● **ÉNONCÉ RÉDIGÉ**
Rédigez la suite de l'article sur l'agriculture régénérative dans la mode, en partant de sa dernière phrase.

● **TEXTE PRÉSENTÉ**
Pourquoi la mode investit-elle dans l’agriculture régénérative ?

Article publié le 5 novembre 2020

Texte : Sophie Abriat. Photo : Patrick Weldé pour Antidote Earth issue (été 2018).

Déconnectée des enjeux de développement durable pendant des années, la mode est poussée à agir par un nombre croissant de consommateur·rice·s qui exigent transparence et responsabilité éthique. L’agriculture régénérative (ou régénératrice), qui permet de préserver la biodiversité des sols et de lutter contre le réchauffement climatique, s’inscrit dès lors de plus en plus au cœur des débats liés à la mode responsable.

L’agriculture, la terre, les cycles de la nature : a priori, rien à voir avec la mode… Les deux mondes semblent en apparence inconciliables – même si Jacquemus a pris l’habitude de défiler dans des champs de blé ou de lavande. En un peu moins d’un an, une expression est pourtant devenue incontournable dans le milieu, celle « d’agriculture régénérative » ; on l’a vue émerger dans les discussions, sur le web, les conférences Zoom, comme un nouveau hashtag à clics. Le sujet s’est même imposé dans les débats de la campagne de l’élection présidentielle américaine. Au-delà du discours, de plus en plus de marques ont récemment investi dans l’agriculture régénérative pour produire des matières plus « propres », dans le respect de la biodiversité. Mais aussi pour maîtriser leur sourcing et protéger la future production de leurs matières premières. Patagonia a lancé fin août une campagne de sensibilisation aux bienfaits de l’agriculture régénérative organique, « l’un des moyens les plus efficaces de lutter contre le changement climatique, de subvenir aux besoins alimentaires d’une population croissante et de garder une planète saine ». Mi-mars, dans son plan de développement durable « Chanel Mission 1.5° », la Maison française a quant à elle détaillé ses mesures visant à « protéger de petit·e·s agriculteur·rice·s vulnérables » et à « développer des chaînes d’approvisionnement en matières premières résilientes ». Kering, avec son pilier « Care », indique également investir dans l’agriculture régénérative. Autre exemple : d’ici 2030, Timberland s’est fixé comme objectif d’utiliser 100 % de matériaux naturels issus de l’agriculture régénératrice pour concevoir ses produits. Enfin, le créateur Richard Malone a remporté le Woolmark Prize 2020 pour sa collaboration avec une ferme régénérative en Inde. Mais que traduit réellement cet essor ?

● **PARTIE DES DONNÉES**

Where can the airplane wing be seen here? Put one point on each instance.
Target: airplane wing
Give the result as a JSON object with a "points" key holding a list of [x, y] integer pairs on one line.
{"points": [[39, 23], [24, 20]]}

● **CORRIGÉ DE L'EXERCICE**
Photos : défilé Richard Malone automne 2020.

« Idéologiquement, continuer de détruire les sols pour faire des vêtements, ce n’est plus tenable. »

Il faut commencer par définir ce qui se cache derrière cette sémantique. Il n’existe pas encore de consensus en la matière, mais on s’accordera à dire qu’il s’agit de méthodes qui préservent et même améliorent la biodiversité du sol, ce qui conduit à une plus grande quantité de carbone absorbée dans la terre – permettant de lutter contre le réchauffement climatique. Les techniques agricoles intensives ont appauvri les sols, les rendant moins efficaces dans le stockage du CO2 et moins productifs, ce qui a aggravé les risques liés à l’insécurité alimentaire. Selon l’ONU, cette dégradation concerne 33 % des sols et plus de 90 % pourraient être concernés d’ici 2050. Sous ses allures de solution miracle, l’agriculture régénérative n’en est pas moins un enjeu crucial de la mode dite durable – comprendre : la mode de demain.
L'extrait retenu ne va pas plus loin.